## What is being asked
Omit the images and output every line of the data below exactly.

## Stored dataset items
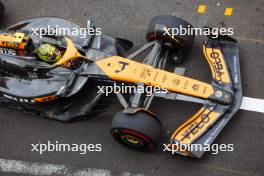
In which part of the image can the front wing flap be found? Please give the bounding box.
[170,37,242,158]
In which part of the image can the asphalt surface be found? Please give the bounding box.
[0,0,264,176]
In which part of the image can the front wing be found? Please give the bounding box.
[90,36,241,158]
[170,37,242,158]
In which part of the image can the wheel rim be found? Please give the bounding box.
[120,134,144,146]
[111,128,153,149]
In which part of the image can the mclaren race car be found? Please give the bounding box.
[0,16,242,158]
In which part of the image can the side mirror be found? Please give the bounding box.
[54,37,86,66]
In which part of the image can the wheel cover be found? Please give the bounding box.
[112,128,152,149]
[120,134,144,146]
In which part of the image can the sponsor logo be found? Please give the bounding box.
[3,94,35,103]
[115,61,129,73]
[3,94,58,103]
[182,114,210,140]
[34,95,57,103]
[210,51,225,81]
[0,48,17,55]
[0,40,20,49]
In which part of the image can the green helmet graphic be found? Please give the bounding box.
[37,44,62,63]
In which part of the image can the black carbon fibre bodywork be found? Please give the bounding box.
[0,17,129,121]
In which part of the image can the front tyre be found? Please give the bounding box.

## Exercise result
In which part of the image can the front wing flap be found? Please give the bounding box.
[170,37,242,158]
In which part of the image can the asphalt surface be found? Please give the bounding box.
[0,0,264,176]
In which part of the image can the front wing be found? Please give the bounding box.
[90,36,241,158]
[170,37,242,158]
In which part of the image can the wheel rim be found? Please give the bounding box.
[120,134,144,146]
[111,128,153,149]
In which part of the image can the mclaren race car be found? Please give the bounding box.
[0,16,242,158]
In which part of the image can the side mirror be found? Please give the bounding box.
[54,37,86,66]
In which part of the image can the wheel cover be found? Please give the bounding box.
[112,128,152,149]
[120,134,144,146]
In which part of the image can the sponsor logo be found? Please give the bounding box.
[3,94,35,103]
[115,61,129,73]
[3,94,58,103]
[182,114,210,140]
[34,95,57,103]
[210,51,225,81]
[0,48,17,55]
[0,40,20,49]
In which part of the image can the green helmet graphic be found? Please give the bounding box.
[37,44,62,63]
In which part of the image can the black carbon fibre bodywork be found? Please give the bounding box.
[0,17,129,121]
In which part of the image can the front tyre be found? Please give the bounding box.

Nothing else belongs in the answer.